Extract only the first line of the listing and every line after it up to and including the one with "Please tag the green banner". Omit the pictures.

**SOURCE MATERIAL**
========

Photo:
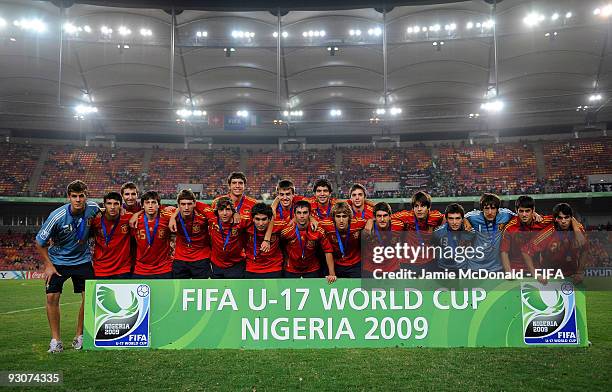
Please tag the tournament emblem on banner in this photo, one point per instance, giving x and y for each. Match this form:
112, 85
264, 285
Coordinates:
122, 315
549, 313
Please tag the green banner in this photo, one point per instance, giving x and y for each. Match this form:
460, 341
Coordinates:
309, 313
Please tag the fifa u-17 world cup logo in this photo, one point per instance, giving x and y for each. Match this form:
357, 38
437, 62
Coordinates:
549, 313
122, 315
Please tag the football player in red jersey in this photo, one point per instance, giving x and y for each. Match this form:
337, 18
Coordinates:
192, 250
421, 221
112, 258
518, 231
236, 183
153, 251
129, 193
560, 245
322, 201
361, 206
344, 233
261, 264
301, 245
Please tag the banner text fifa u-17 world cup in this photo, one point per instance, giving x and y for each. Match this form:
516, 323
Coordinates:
309, 313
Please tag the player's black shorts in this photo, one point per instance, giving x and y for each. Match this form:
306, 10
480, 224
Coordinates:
199, 269
351, 271
313, 274
263, 275
79, 274
236, 271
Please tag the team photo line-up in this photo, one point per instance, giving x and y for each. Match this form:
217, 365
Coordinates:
296, 237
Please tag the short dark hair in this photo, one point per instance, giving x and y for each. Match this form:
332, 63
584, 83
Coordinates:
489, 199
340, 207
421, 197
112, 196
128, 185
322, 182
358, 186
185, 194
222, 203
454, 208
302, 204
285, 184
382, 206
76, 186
564, 208
261, 208
150, 195
236, 175
524, 201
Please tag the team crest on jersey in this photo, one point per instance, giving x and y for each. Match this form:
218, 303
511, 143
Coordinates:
121, 315
549, 313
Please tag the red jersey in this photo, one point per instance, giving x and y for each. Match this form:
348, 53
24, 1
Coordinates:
301, 256
196, 227
421, 235
227, 241
556, 249
318, 211
258, 261
112, 257
351, 245
517, 234
154, 258
243, 205
366, 213
284, 214
380, 237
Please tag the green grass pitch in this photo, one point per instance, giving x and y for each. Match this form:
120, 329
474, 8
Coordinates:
25, 337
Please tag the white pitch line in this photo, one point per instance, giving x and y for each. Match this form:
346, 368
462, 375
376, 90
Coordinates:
39, 307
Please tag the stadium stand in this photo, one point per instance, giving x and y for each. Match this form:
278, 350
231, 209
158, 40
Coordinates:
17, 162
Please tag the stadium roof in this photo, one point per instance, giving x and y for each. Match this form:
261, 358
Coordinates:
552, 56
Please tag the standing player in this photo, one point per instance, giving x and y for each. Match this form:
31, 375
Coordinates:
385, 232
260, 264
560, 245
454, 235
112, 258
421, 221
68, 257
301, 260
344, 233
520, 230
488, 224
129, 192
236, 183
192, 250
359, 203
153, 251
322, 201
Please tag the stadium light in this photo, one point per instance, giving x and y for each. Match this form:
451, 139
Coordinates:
533, 19
492, 106
595, 98
35, 25
124, 31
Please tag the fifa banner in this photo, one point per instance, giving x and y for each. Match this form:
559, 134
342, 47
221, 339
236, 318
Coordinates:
309, 313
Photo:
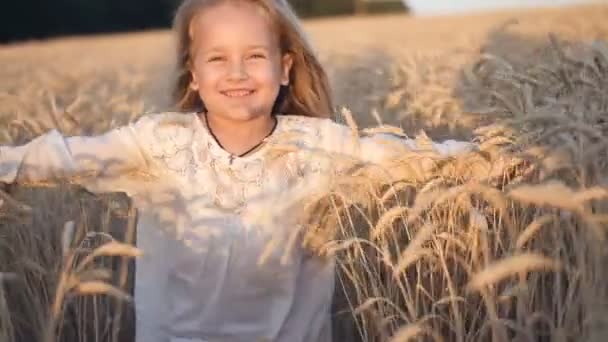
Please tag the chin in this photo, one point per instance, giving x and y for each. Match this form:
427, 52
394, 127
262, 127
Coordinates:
242, 114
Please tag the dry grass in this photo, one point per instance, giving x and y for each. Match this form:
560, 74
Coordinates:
507, 243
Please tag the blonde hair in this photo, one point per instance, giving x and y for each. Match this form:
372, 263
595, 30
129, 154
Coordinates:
308, 93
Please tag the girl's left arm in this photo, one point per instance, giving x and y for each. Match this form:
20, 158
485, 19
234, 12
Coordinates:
382, 147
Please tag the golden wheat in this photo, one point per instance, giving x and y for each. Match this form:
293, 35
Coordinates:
458, 249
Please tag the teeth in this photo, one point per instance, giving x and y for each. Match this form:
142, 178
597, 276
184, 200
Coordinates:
238, 93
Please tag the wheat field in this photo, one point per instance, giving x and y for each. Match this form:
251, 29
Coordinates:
504, 244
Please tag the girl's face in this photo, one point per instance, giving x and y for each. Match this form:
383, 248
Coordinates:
238, 66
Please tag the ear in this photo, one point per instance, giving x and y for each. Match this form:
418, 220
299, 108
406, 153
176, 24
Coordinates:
286, 64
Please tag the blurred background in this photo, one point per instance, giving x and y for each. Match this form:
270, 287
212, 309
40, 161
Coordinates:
35, 19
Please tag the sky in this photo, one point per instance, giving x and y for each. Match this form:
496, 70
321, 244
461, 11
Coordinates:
429, 7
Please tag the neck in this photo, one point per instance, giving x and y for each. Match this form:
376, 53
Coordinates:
239, 136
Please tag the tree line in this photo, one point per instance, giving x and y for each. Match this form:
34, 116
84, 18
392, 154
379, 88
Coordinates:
34, 19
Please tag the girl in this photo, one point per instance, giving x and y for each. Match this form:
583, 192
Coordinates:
208, 185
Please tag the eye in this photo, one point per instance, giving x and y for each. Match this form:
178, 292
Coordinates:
215, 59
257, 56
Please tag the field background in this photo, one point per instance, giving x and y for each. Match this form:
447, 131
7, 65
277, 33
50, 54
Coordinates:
465, 249
406, 68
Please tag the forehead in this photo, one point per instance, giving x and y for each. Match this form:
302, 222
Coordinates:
232, 23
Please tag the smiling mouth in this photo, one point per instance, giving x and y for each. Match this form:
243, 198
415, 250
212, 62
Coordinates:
238, 93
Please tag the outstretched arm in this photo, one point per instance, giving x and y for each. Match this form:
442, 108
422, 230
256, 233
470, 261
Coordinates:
52, 156
422, 154
380, 147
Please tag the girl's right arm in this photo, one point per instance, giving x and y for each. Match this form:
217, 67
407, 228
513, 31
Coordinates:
52, 156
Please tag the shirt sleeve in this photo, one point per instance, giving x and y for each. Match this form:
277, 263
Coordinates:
381, 147
52, 156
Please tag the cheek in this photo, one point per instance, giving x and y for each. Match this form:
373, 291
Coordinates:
265, 74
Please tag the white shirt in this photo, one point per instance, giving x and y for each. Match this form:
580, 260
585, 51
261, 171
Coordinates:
207, 224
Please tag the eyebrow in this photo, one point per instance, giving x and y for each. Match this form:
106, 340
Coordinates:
249, 47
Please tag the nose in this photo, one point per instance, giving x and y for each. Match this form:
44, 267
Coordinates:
237, 70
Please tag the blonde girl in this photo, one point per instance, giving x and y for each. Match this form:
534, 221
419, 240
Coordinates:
209, 187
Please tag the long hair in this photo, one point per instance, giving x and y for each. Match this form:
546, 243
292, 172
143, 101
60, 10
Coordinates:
308, 93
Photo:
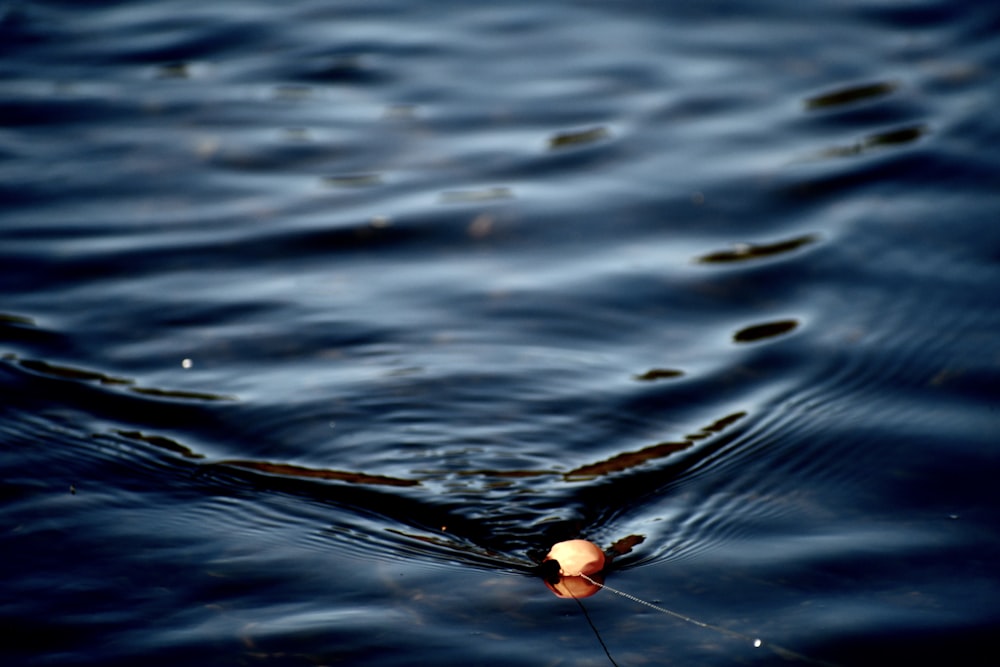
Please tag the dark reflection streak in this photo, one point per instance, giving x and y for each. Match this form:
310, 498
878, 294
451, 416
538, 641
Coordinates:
750, 251
314, 473
766, 330
627, 460
82, 375
850, 94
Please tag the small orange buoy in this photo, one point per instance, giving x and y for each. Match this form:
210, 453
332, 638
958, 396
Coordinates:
577, 557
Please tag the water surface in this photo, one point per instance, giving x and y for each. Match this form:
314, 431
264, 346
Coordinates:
321, 322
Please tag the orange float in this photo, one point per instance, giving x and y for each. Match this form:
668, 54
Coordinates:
575, 559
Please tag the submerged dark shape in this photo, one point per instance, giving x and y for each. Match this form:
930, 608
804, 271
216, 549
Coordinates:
850, 94
317, 473
659, 374
750, 251
766, 330
587, 136
627, 460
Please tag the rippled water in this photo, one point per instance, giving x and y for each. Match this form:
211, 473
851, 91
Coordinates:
322, 321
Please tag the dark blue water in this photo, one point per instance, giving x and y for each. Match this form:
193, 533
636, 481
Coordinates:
321, 321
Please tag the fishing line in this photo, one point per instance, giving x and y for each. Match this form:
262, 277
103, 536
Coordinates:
756, 642
596, 633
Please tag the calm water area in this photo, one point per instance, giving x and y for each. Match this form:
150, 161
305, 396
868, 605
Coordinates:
321, 321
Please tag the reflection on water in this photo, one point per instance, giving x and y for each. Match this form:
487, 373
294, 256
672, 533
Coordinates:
322, 323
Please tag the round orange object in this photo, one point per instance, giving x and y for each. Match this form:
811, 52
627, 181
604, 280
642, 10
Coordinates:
575, 587
577, 557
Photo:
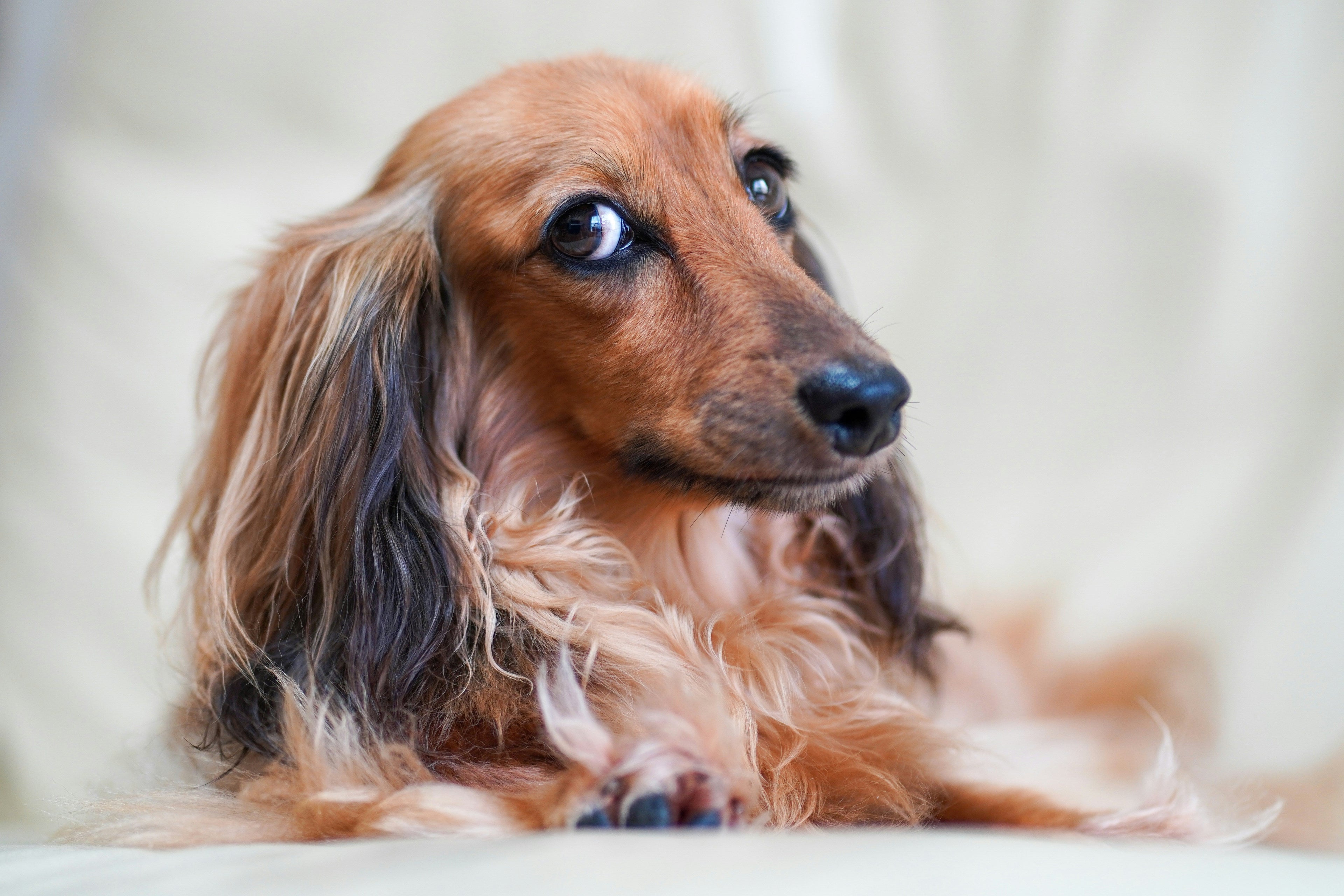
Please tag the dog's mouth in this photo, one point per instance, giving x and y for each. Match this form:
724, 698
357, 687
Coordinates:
646, 460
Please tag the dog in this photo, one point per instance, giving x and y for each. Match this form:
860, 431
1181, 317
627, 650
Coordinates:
547, 487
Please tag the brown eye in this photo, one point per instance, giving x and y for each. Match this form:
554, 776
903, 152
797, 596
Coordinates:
590, 232
765, 187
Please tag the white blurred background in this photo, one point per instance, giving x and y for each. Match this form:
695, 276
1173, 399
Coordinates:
1105, 241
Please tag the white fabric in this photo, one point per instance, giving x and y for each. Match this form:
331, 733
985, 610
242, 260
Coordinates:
917, 863
1102, 241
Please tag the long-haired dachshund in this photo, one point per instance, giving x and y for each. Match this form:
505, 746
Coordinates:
547, 487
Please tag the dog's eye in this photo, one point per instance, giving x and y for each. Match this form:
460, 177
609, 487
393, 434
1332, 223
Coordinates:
590, 232
765, 187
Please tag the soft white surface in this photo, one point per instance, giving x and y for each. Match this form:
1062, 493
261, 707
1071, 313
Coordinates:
1102, 240
924, 863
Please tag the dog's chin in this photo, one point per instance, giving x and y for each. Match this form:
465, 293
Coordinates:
784, 493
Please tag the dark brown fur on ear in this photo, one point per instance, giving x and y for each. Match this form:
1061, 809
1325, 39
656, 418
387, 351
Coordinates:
327, 558
886, 564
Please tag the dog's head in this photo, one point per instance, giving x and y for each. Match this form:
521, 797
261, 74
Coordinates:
595, 248
636, 248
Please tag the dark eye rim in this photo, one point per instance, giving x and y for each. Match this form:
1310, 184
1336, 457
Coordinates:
640, 237
783, 167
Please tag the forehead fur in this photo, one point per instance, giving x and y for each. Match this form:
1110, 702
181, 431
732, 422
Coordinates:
542, 132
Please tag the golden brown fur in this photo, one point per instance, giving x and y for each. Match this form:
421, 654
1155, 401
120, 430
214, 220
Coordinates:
484, 543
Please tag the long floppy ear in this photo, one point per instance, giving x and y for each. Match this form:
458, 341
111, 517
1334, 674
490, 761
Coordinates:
883, 551
324, 551
885, 559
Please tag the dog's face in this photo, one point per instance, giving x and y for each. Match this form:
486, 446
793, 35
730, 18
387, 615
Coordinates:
635, 246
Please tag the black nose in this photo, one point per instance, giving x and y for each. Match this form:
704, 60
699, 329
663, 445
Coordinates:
857, 404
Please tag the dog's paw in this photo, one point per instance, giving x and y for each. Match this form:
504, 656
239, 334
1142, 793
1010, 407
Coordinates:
658, 788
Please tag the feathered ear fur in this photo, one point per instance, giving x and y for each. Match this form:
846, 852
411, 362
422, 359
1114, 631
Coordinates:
883, 559
883, 555
324, 551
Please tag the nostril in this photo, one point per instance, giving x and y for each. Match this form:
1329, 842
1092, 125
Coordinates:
857, 405
854, 418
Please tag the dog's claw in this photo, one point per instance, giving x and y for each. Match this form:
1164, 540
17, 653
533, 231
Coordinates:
650, 811
593, 819
707, 819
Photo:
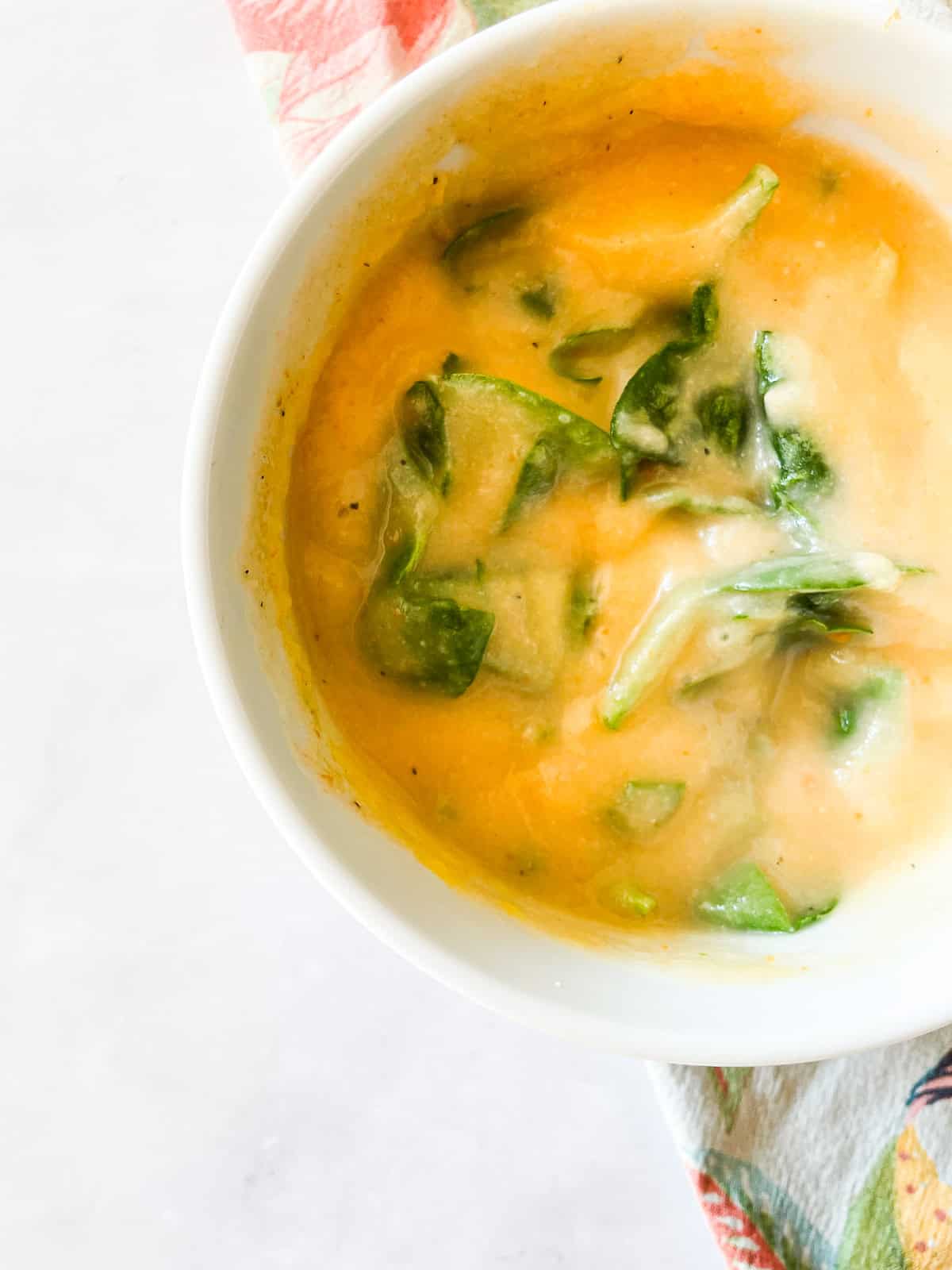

========

**SOLUTION FOR THIS TASK**
Photo:
Please tag the tournament emblem on banner in this photo, one point per instance, giving x and y for each. Match this form:
112, 85
264, 285
Coordinates:
122, 315
549, 313
Please tag the green banner in this photo, one point per instance, giving x and y for each. Match this form:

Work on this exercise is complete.